=== Entrées fournies ===
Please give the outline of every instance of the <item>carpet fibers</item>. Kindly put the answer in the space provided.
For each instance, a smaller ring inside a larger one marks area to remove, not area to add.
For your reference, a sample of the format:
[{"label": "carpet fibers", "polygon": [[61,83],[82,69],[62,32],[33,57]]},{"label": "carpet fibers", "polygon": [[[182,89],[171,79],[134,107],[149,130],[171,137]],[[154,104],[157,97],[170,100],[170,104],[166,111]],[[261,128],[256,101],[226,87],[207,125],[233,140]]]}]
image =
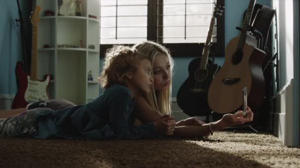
===
**Énoncé**
Restituez mot pour mot toutes les lignes des entrées ci-dessus, en laissant les images de côté.

**Exercice corrigé**
Please give the outline of every instance of the <item>carpet fibers</item>. Kindly put the answer in the space provided.
For each instance, a smaller ring inside a larger one marks area to remove, not area to add.
For your reference, a sample of the format:
[{"label": "carpet fibers", "polygon": [[61,83],[82,69],[62,32],[33,57]]},{"label": "carpet fibers", "polygon": [[[182,89],[171,79],[134,107],[149,130],[171,137]],[[154,104],[157,97],[170,100],[170,104],[166,111]],[[261,128],[256,101],[226,87],[207,125],[233,140]]]}]
image =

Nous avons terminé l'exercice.